-- Begin --

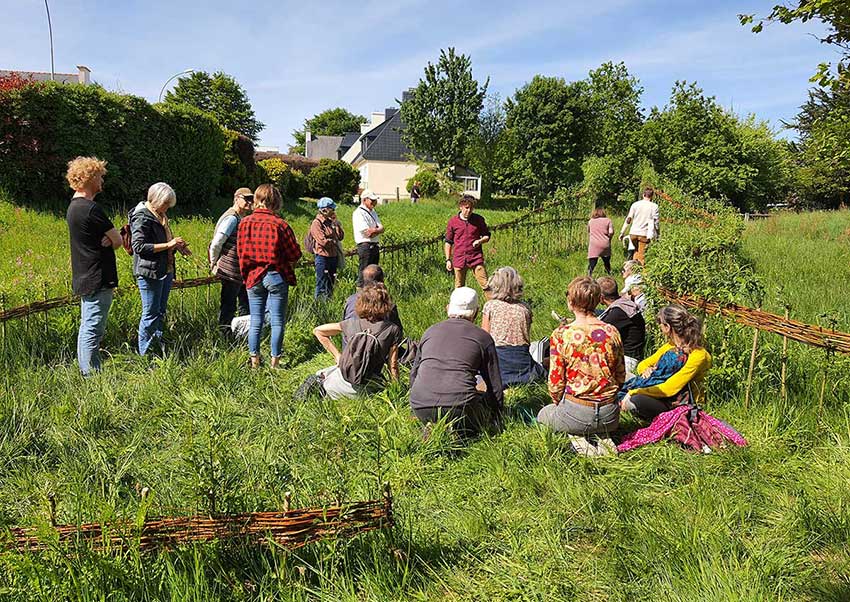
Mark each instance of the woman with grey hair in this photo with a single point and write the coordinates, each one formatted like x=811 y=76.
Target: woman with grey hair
x=508 y=320
x=153 y=259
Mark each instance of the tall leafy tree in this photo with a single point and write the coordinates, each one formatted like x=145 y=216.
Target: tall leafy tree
x=710 y=151
x=548 y=121
x=441 y=115
x=331 y=122
x=220 y=95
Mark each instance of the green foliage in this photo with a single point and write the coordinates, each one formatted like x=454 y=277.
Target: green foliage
x=548 y=120
x=331 y=122
x=239 y=166
x=336 y=179
x=824 y=163
x=429 y=181
x=291 y=182
x=44 y=126
x=835 y=14
x=441 y=116
x=711 y=152
x=221 y=96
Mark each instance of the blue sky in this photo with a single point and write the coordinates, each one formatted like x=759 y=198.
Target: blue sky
x=296 y=59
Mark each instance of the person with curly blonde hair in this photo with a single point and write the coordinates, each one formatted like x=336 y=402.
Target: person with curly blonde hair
x=93 y=243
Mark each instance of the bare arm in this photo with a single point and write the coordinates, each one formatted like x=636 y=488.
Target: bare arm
x=324 y=333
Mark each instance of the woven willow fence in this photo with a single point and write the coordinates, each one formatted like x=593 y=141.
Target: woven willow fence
x=290 y=529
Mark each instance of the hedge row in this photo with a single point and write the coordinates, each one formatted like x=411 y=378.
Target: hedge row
x=43 y=126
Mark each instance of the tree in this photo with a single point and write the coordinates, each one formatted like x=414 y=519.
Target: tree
x=220 y=95
x=548 y=122
x=822 y=154
x=711 y=152
x=331 y=122
x=834 y=13
x=441 y=116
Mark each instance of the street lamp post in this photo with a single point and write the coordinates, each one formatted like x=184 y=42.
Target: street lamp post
x=50 y=30
x=170 y=78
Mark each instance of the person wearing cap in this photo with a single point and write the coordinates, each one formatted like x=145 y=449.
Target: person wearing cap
x=466 y=233
x=367 y=228
x=327 y=233
x=224 y=261
x=452 y=354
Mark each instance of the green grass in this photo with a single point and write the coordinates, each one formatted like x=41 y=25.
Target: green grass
x=510 y=517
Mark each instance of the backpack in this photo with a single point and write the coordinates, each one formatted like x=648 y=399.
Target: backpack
x=362 y=359
x=127 y=239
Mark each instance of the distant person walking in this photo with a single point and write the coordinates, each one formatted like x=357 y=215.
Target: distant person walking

-- End --

Please rewrite the data from the line holding "Mark each instance of the green grass" through the end of the data, inclusive. Add 146 to each number in the answer coordinates and leave every other number unchanged.

**OUTPUT BELOW**
Mark each instance of the green grass in this photo with a single point and write the coordinates, each one formatted like x=41 y=25.
Target: green grass
x=656 y=663
Mark each instance of the backpack in this photo with a single point and write the coordinates, each one formatted like x=648 y=399.
Target: backpack
x=508 y=505
x=273 y=385
Mark each instance of the distant person walking in this photo with a single point and write the coordinates, each one formatted like x=357 y=215.
Target: distant person walking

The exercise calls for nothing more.